- STATED TASK -
Rewrite the material below with "detector" swapped for "locator" everywhere it occurs, changing nothing else.

★ ★ ★ ★ ★

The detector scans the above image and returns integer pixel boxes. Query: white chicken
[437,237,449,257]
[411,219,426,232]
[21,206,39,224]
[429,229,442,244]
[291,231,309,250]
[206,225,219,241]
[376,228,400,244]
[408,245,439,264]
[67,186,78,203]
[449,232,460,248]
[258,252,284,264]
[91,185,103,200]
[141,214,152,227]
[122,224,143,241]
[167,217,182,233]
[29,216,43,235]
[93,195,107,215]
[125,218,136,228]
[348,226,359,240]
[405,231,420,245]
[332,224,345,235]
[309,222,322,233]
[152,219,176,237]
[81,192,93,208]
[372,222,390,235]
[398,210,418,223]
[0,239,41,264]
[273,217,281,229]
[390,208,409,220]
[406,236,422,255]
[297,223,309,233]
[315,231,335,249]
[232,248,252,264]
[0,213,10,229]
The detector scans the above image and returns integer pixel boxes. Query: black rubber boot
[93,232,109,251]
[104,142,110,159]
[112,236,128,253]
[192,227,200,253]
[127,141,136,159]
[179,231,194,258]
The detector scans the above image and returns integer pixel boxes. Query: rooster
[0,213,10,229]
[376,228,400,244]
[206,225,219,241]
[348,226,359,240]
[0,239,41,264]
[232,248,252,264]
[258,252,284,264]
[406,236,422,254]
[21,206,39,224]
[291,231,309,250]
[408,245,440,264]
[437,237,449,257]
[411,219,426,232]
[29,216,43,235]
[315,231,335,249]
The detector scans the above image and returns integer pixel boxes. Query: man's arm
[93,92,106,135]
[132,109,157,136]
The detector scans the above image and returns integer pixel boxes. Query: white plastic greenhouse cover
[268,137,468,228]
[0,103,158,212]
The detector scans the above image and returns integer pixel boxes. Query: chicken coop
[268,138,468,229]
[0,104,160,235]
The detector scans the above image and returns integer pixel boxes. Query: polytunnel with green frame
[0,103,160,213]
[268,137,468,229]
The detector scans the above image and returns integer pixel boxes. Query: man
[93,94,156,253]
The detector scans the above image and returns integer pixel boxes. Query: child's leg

★ ★ ★ ★ ★

- FINAL RESULT -
The locator scans the above image and returns integer pixel boxes. Query: white chicken
[437,237,449,257]
[411,219,426,232]
[21,206,39,224]
[429,229,442,244]
[291,231,309,250]
[206,225,219,241]
[376,228,400,244]
[408,245,439,264]
[67,186,78,203]
[449,232,460,248]
[258,252,284,264]
[91,185,103,200]
[141,214,152,227]
[122,224,143,241]
[167,217,182,233]
[29,216,43,235]
[93,195,107,215]
[125,218,136,228]
[348,226,359,240]
[405,231,420,245]
[332,224,345,235]
[309,222,322,233]
[152,219,176,237]
[81,192,93,208]
[372,222,390,235]
[398,210,418,223]
[0,239,41,264]
[273,217,281,229]
[390,208,409,220]
[406,236,422,255]
[297,223,309,233]
[315,231,335,249]
[232,248,252,264]
[0,213,10,229]
The locator scans the above image and returns integer pixel boxes. Query: black rubber boot
[93,232,109,251]
[104,142,110,159]
[112,236,128,253]
[192,227,200,253]
[127,141,136,159]
[179,231,194,258]
The locator scans the above image and returns integer pixel boxes. Query: rooster
[0,213,10,229]
[376,228,400,244]
[206,225,219,241]
[348,226,359,240]
[0,239,41,264]
[232,248,252,264]
[258,252,284,264]
[406,236,422,254]
[21,206,39,224]
[291,231,309,250]
[408,245,440,264]
[437,237,449,257]
[411,219,426,232]
[29,216,43,235]
[315,231,335,249]
The locator scans the above image and returns integer pixel boxes. Query: man's arm
[93,92,106,135]
[132,109,157,136]
The locator scans the above image and returns integer pixel boxes. Query: white plastic greenhouse cover
[268,137,468,228]
[0,103,158,212]
The locator scans the above image and returns integer pixel boxes. Query: chicken coop
[268,138,468,229]
[0,104,160,235]
The locator scans the above image and returns integer pixel boxes. Query: polytunnel with green frame
[0,103,160,213]
[268,137,468,229]
The locator scans the above image and returns integer pixel boxes. Query: man
[93,94,156,253]
The locator scans the above image and returns integer pixel boxes. Query: child's leg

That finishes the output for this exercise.